== Data for the task

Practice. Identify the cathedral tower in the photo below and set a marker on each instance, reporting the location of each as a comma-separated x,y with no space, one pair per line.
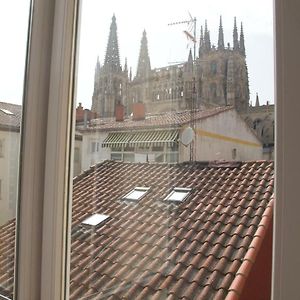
110,80
222,76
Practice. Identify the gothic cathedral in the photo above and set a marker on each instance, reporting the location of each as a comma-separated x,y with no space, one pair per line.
216,77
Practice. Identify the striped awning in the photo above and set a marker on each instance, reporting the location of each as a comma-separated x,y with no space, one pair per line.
142,138
117,140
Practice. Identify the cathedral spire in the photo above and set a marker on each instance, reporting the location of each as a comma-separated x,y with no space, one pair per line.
242,41
125,66
97,72
257,100
112,59
207,45
144,67
201,43
221,36
235,36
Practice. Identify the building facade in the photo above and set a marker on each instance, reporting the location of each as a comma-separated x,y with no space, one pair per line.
218,134
217,76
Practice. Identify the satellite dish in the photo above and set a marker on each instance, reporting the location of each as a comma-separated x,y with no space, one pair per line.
187,136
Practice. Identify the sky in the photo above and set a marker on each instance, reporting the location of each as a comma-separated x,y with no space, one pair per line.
166,44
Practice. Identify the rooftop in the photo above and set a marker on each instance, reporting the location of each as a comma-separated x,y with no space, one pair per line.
163,249
164,120
10,115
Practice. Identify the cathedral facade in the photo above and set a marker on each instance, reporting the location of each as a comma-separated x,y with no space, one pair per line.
217,76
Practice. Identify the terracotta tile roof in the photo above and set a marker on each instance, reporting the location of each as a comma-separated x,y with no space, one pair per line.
8,120
201,248
164,120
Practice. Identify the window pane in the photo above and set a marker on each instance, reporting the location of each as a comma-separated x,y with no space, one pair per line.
171,105
14,27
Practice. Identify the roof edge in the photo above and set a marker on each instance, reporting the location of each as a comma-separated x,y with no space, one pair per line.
236,288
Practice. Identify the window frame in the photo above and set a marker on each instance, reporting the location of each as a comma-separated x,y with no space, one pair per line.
45,182
44,226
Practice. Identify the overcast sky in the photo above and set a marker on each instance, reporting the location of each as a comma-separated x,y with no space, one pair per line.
166,43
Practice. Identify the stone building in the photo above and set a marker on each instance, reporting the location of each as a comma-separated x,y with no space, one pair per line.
217,76
261,118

====

Task to carry out: Transcribe the whole listing above line by line without changing anything, and leave the picture out.

Task output:
Practice. Identify the cathedral tower in the photo below and set a marker on each instance, reporting the location of each as a comma-separated x,y with no space, one pair per line.
110,80
222,76
Practice. Identify the gothic cathedral in the photo above and set a marker on each instance, reporting the location of each as a comma-separated x,y with no space, one pair per line.
216,77
Practice. Identify the striped awning in the photo above and set a marker on each instance, reporting the location of each as a comma-separated x,y with no space, one pair per line.
142,138
117,140
Practice. Identify the cathedral spire in the photo above and set a marker on each instance, reporting the location of each as a comma-separated x,y with no space, one pair per line.
242,41
125,66
97,72
257,100
112,59
207,45
144,67
201,43
221,36
235,36
Practice. Identify the building facade in the photo above and set a marker on each instance, reporting the location of each as a comma-separated x,y with no space, one pair per line.
218,134
217,76
Practice. Identify the satellite dish in the photo above and set a marker on each instance, reporting the location of each as a comma-separated x,y with no space, one pair per line.
187,136
Practice. Identify the sky in the photo above and set a marker on each instance, reporting the location of each as a comma-separated x,y with no space, one pair per line.
166,44
Practice. Identify the rooftop in the photo above and set a marker on each instance, reporting the location of each as a comma-separated x,y with no space, one pair per line.
163,249
164,120
10,115
Practice. Identify the cathedral facade in the photo above and set a marker on each instance, reporting the location of each as a comma-separated x,y with no space, one pair per line.
217,76
Practice. Identify the terracotta tile roof in the photo above and set a marker on each instance, reporting the location of each as a comma-separated x,y with no space, one pair per line.
8,120
201,248
164,120
Practice. Identify the window pane in the photo above and set a marker on each instance, reporting the location of each as a comma-separated x,y with no space, one pair per line.
171,105
14,27
Practice. Identify the roof edge in the photo above and set a marker on each instance, reporting the location of each as a comma-separated x,y with no space, one pair per line.
236,288
Practice. Identify the window frame in the photo above and set a marker on each instance, reporting the location of each as a comma-separated x,y with no space, one pair per line.
45,182
44,226
Practice. Identify the overcast sky in the photo above and set a marker on each instance, reporting the location of each as a comma-separated x,y with no space, one pair per line.
166,43
Practice. Identify the stone building in the photo above and set a marker on each instance, reporting the location of each as a comma-separated x,y with no space, one pair per line.
217,76
261,118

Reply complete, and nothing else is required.